- INSTRUCTIONS TO FOLLOW:
Each line below should be restated exactly, with nothing dropped.

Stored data
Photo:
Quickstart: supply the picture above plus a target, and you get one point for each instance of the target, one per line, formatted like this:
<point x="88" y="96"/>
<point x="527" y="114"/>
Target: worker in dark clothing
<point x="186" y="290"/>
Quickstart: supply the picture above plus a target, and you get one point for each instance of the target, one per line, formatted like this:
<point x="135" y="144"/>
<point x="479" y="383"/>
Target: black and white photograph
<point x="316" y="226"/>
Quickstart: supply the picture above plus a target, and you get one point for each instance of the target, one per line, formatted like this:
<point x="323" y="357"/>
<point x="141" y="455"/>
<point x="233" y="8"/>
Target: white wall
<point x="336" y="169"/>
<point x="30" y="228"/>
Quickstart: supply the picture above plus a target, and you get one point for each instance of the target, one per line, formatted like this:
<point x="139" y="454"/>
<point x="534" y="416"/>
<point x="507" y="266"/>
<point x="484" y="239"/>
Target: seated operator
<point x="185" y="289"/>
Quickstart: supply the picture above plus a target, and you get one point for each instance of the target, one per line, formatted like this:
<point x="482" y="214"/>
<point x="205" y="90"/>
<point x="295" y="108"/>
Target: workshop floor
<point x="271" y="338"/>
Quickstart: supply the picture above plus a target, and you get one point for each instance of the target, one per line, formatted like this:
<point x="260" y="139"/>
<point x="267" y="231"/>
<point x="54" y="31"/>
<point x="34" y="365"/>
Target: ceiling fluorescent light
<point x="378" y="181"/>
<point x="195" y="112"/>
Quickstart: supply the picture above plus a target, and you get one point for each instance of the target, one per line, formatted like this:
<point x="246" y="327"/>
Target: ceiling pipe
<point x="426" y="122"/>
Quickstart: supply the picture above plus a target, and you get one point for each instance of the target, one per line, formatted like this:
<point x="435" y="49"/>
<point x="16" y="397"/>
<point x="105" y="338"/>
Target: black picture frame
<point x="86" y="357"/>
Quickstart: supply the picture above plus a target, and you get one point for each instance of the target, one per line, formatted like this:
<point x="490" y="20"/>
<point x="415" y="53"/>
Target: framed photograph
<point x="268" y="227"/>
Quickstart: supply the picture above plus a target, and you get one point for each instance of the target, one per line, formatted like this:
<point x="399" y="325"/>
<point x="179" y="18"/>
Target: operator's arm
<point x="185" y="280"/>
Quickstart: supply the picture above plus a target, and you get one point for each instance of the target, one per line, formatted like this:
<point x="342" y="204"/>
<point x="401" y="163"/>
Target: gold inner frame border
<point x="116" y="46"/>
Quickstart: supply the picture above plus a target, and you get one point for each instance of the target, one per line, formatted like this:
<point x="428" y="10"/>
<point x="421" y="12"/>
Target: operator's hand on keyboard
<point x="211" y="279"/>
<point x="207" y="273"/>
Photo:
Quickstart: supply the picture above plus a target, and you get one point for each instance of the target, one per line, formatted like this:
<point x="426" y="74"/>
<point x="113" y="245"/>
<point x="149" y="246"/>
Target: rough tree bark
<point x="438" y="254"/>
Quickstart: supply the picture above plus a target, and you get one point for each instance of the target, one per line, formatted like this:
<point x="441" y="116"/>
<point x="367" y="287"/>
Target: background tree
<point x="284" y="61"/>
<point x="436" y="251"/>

- SOLUTION TO THIS PROBLEM:
Photo:
Quickstart: supply the picture above plus a target, and you get one point for each instance of the target, one per line, formatted like this:
<point x="88" y="96"/>
<point x="527" y="114"/>
Target: worker in dark clothing
<point x="186" y="290"/>
Quickstart: supply the picture above plus a target, and you get one point for each instance of the target, one per line, formatted like this:
<point x="135" y="144"/>
<point x="479" y="383"/>
Target: black and white photograph
<point x="316" y="226"/>
Quickstart: supply the picture above plus a target, and you get one point for each instance of the target, one per line, formatted like this:
<point x="323" y="357"/>
<point x="141" y="455"/>
<point x="233" y="8"/>
Target: white wall
<point x="336" y="169"/>
<point x="30" y="228"/>
Quickstart: supply the picture above plus a target, and you get one point for each instance of the target, one per line, formatted like this:
<point x="139" y="454"/>
<point x="534" y="416"/>
<point x="507" y="266"/>
<point x="484" y="239"/>
Target: seated operator
<point x="185" y="289"/>
Quickstart: supply the picture above plus a target, and you get one point for each instance of the target, one per line, formatted like this:
<point x="482" y="214"/>
<point x="205" y="90"/>
<point x="295" y="108"/>
Target: workshop floor
<point x="271" y="338"/>
Quickstart: supply the picture above plus a target, and you get one point for each instance of the target, one per line, formatted like this:
<point x="260" y="139"/>
<point x="267" y="231"/>
<point x="54" y="31"/>
<point x="34" y="365"/>
Target: ceiling fluorescent light
<point x="378" y="181"/>
<point x="195" y="112"/>
Quickstart: supply the picture above plus a target, and you get one point for each instance of the target, one per line, formatted like this:
<point x="246" y="327"/>
Target: ceiling pipe
<point x="426" y="122"/>
Quickstart: supply the picture above plus a target, and you get one point for each instance of the target, one per line, formatted like this:
<point x="435" y="49"/>
<point x="16" y="397"/>
<point x="105" y="338"/>
Target: black picture frame
<point x="86" y="357"/>
Quickstart: supply the picture above plus a target, and you get one point for each instance of the target, one per line, formatted like this:
<point x="490" y="20"/>
<point x="415" y="53"/>
Target: framed photograph
<point x="268" y="227"/>
Quickstart: supply the picture above plus a target, and you get one point for each instance of the target, one per line, formatted like this:
<point x="399" y="325"/>
<point x="179" y="18"/>
Target: operator's arm
<point x="185" y="280"/>
Quickstart: supply the picture above plus a target, and you get one point for each instance of the target, one per line, formatted like this:
<point x="342" y="204"/>
<point x="401" y="163"/>
Target: gold inner frame border
<point x="116" y="46"/>
Quickstart: supply the picture above plus a target, and you get one point for each instance of the target, one per line, formatted like this:
<point x="428" y="10"/>
<point x="421" y="12"/>
Target: operator's hand on keyboard
<point x="211" y="279"/>
<point x="207" y="273"/>
Photo:
Quickstart: supply the picture above plus a target, and you get one point for each instance of the target, one per line, formatted like this:
<point x="426" y="74"/>
<point x="113" y="245"/>
<point x="149" y="246"/>
Target: rough tree bark
<point x="438" y="254"/>
Quickstart: supply the picture above plus a target, and you get one point for each instance of the target, one per line, formatted like this:
<point x="441" y="116"/>
<point x="367" y="287"/>
Target: background tree
<point x="284" y="61"/>
<point x="436" y="251"/>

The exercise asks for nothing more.